Sierra Leone's US-based striker Kei Kamara, who joined in the protests this week following the death of George Floyd, says his children and their futures inspired him to make a stance.
Widespread protests have taken place across cities in the United States and globally since Floyd, an unarmed black man died after being pinned down by a white police officer.
Kamara, who plays for MLS club Colorado Rapids, says he was moved by the action of his children who joined him at the protests.
"I lay down on the ground for nine minutes and my son actually then just lay down next to me, without me even asking him, and Kendrick is only three," Kamara, 35, told Newsday on the BBC World Service.
"He just decided to lay next to me. And I turned around and I saw him and it just hit me so hard, like 'wow'."
Kamara, who shared his experience of the protests on social media, says the impact of Floyd's death is far-reaching.
"It's different because Floyd's one has definitely woken the whole world - different races, different people from different backgrounds are really standing up with us, the black people, now."
"Being a black man in America, or around the world being a footballer, a soccer player, it's been very difficult," the former Norwich City and Middlesbrough forward said of his experiences with racism.
"It's something that sometimes we try to turn a blind eye to but I'm so, so grateful to every other race that's standing with us now because it's given us a voice."
Kamara has spent much of his career in the United States, where he is now an American citizen, and says protesting was the right thing to do.
"It's for my kids. I'm somebody that's married to a white woman, and we have three little kids. But anybody that's ever going to see them, the first thing they'll see is black kids. They're never going to see that they're mixed kids.
"To us, we want to see them reach the highest they can reach without being judged. For me, it's the respect to the people before us, the people that fought for bringing some kind of equality that there is in America at the moment.
"That gave me a chance - an African immigrant - to move into America. People had to fight for that before, and I came here and now I'm an American citizen and I'm living the dream of playing soccer all around the world."

######

#### Actions to take
A. Return the Kamara article's text from "Sierra Leone's US-based" to "make a stance.".
B. Answer these questions from the Kamara article:
(i) Which MLS club does Kamara play for?
(ii) How old is Kamara's son Kendrick?
(iii) How many children do Kamara and his wife have?
C. List every football club named in the Kamara article.
Rely on the Kamara article alone.

(Segmentation mask data)
######

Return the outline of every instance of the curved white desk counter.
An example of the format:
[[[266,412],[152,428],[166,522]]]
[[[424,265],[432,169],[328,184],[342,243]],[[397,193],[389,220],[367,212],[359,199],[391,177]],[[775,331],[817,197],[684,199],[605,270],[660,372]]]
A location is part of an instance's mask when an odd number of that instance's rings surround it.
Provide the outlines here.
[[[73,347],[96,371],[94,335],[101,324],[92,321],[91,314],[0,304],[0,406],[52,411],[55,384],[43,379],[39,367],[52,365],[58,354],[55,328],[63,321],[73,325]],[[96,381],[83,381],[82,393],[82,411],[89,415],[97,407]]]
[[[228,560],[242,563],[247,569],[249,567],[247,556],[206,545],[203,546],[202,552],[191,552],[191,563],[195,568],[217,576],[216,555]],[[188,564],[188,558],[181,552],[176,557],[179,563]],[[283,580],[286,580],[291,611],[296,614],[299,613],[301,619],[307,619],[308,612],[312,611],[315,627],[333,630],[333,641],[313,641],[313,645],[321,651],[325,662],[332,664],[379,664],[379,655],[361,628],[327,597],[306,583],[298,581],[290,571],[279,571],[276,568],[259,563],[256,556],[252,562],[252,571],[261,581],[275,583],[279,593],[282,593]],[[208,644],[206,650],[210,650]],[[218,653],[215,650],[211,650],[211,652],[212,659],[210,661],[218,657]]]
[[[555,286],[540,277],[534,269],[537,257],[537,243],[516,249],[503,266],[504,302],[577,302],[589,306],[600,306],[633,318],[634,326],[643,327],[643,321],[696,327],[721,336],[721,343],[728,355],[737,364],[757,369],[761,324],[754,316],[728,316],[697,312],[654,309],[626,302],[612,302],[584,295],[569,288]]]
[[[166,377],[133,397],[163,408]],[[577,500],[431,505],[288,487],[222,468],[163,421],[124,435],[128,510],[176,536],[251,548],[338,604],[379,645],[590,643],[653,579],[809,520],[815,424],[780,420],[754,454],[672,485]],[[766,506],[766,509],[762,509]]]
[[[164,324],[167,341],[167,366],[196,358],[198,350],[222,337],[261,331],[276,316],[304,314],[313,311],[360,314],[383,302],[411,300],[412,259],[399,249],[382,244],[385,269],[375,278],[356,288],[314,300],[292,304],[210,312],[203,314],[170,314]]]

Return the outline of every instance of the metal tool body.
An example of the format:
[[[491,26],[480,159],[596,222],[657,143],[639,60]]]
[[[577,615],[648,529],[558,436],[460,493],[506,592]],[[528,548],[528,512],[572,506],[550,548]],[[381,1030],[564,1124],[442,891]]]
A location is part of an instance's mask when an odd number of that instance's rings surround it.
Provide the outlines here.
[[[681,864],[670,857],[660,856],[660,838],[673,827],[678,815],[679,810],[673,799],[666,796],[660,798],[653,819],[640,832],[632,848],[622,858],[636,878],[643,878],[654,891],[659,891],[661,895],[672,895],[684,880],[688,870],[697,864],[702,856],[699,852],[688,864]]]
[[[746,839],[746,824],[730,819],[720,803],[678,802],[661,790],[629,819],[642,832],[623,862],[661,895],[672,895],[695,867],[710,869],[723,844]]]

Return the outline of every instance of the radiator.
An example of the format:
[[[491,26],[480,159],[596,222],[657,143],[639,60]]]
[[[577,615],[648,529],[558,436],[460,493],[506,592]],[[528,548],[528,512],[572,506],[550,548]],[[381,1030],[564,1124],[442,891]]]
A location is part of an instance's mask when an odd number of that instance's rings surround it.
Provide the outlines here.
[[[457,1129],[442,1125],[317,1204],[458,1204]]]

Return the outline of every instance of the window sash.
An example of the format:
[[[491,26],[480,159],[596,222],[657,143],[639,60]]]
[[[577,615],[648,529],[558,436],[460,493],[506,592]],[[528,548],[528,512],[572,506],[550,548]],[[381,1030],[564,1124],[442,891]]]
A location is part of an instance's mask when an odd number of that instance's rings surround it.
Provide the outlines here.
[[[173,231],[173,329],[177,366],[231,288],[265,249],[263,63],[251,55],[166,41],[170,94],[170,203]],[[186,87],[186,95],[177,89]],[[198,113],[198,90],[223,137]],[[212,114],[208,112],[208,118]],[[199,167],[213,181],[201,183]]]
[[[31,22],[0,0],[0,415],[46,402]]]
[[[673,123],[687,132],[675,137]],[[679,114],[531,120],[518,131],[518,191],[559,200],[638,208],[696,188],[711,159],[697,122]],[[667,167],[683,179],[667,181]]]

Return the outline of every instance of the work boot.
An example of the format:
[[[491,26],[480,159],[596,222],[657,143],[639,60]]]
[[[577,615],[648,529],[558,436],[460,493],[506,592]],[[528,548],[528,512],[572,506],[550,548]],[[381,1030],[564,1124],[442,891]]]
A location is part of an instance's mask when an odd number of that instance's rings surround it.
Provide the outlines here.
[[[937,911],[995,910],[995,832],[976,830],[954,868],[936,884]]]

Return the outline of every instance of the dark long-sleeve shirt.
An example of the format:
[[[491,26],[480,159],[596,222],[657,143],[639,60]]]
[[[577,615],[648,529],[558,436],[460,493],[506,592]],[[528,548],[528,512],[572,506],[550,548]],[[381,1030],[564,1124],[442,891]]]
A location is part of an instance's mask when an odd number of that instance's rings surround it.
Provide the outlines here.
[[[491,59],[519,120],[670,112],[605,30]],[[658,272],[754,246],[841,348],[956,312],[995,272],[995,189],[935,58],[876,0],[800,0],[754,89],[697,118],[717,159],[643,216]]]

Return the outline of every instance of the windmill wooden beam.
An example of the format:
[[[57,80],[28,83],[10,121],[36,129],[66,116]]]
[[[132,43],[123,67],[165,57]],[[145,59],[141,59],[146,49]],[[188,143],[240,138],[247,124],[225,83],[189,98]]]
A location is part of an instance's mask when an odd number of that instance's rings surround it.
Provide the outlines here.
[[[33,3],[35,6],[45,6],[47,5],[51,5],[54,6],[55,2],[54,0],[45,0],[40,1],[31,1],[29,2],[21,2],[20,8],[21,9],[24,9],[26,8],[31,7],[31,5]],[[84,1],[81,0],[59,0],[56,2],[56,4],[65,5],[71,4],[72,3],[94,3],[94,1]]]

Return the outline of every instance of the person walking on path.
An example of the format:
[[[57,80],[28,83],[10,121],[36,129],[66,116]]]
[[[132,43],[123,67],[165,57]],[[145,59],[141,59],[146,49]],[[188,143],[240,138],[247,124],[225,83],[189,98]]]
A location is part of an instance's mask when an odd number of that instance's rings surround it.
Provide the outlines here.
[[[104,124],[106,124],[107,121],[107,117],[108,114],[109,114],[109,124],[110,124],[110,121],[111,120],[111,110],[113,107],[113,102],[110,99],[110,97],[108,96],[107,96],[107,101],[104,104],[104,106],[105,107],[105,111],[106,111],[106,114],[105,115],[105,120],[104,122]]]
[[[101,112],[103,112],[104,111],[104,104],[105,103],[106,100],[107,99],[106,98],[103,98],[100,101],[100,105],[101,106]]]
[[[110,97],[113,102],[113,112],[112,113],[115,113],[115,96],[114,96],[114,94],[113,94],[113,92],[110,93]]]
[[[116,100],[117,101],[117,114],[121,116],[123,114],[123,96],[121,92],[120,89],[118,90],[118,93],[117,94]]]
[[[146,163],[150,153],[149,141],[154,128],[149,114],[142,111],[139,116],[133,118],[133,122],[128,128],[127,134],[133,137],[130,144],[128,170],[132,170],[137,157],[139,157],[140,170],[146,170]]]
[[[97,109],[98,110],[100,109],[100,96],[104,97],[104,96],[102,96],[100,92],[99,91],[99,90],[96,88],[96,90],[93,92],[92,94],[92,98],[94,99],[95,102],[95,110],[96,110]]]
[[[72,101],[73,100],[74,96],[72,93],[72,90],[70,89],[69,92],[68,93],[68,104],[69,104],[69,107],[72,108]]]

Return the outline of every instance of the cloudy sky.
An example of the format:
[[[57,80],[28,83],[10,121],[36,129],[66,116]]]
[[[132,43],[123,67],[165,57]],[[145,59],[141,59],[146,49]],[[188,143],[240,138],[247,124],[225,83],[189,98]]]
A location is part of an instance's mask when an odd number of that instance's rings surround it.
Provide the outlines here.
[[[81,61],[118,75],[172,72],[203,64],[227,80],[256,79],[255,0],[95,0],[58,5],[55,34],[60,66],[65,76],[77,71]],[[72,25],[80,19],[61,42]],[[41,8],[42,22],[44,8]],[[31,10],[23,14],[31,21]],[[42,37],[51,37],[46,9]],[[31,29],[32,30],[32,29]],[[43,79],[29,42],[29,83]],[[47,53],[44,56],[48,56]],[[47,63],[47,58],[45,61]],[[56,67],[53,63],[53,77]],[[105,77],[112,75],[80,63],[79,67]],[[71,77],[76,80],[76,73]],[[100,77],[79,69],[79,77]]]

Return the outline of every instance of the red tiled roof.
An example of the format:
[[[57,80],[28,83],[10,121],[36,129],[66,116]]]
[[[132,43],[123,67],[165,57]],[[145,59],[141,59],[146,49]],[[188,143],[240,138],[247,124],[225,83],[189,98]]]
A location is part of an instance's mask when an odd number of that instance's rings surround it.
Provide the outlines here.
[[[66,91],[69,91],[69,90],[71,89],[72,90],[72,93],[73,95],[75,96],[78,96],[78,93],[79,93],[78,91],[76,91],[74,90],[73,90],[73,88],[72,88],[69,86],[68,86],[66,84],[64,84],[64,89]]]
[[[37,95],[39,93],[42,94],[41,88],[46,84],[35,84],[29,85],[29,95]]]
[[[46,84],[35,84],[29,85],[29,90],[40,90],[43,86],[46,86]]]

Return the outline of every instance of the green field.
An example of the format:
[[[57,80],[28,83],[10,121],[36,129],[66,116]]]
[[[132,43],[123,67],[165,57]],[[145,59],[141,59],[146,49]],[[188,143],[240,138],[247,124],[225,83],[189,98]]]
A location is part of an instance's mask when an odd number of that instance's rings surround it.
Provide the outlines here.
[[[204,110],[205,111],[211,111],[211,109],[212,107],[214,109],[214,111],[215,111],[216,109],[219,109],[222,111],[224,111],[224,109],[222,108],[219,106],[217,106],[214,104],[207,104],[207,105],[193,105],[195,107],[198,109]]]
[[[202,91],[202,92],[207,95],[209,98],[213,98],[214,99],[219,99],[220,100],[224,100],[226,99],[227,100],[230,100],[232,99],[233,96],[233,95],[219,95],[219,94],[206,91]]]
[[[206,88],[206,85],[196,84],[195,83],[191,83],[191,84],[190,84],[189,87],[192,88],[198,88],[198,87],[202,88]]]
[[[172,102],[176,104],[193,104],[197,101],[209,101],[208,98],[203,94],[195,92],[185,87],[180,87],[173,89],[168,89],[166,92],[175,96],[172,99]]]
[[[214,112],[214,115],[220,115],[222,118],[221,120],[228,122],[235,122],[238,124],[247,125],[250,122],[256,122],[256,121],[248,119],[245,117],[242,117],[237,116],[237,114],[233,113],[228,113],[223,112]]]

######

#### Results
A.
Sierra Leone's US-based striker Kei Kamara, who joined in the protests this week following the death of George Floyd, says his children and their futures inspired him to make a stance.

B.
(i) Colorado Rapids
(ii) Three
(iii) Three

C. Colorado Rapids, Norwich City, Middlesbrough